* _EXERCISE AIM_
Your job here is to restate every record exactly, pictures excluded.

Collected data
Segment Open
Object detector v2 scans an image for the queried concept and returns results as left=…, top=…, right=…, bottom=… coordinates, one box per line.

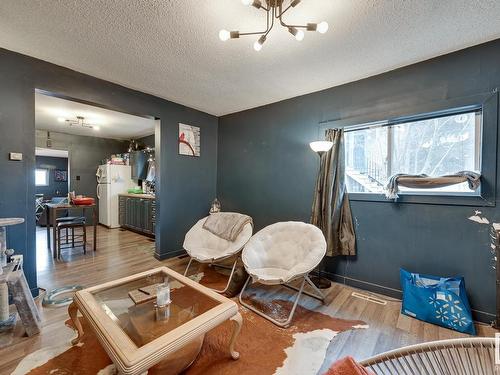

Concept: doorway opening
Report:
left=34, top=90, right=159, bottom=271
left=35, top=147, right=70, bottom=270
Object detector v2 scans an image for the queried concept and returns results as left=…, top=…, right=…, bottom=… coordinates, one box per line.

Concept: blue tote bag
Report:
Segment Closed
* _TASK ANSWER_
Object detector v2 scans an image for the queried concept and returns results as left=…, top=…, right=…, bottom=… coordinates, one box per line.


Concept: doorway opening
Report:
left=34, top=90, right=159, bottom=271
left=35, top=147, right=70, bottom=270
Object detector v2 scans an image for the queried concept and returns results as left=…, top=…, right=…, bottom=… coordinates, one box per line.

Concept: blue tote bag
Report:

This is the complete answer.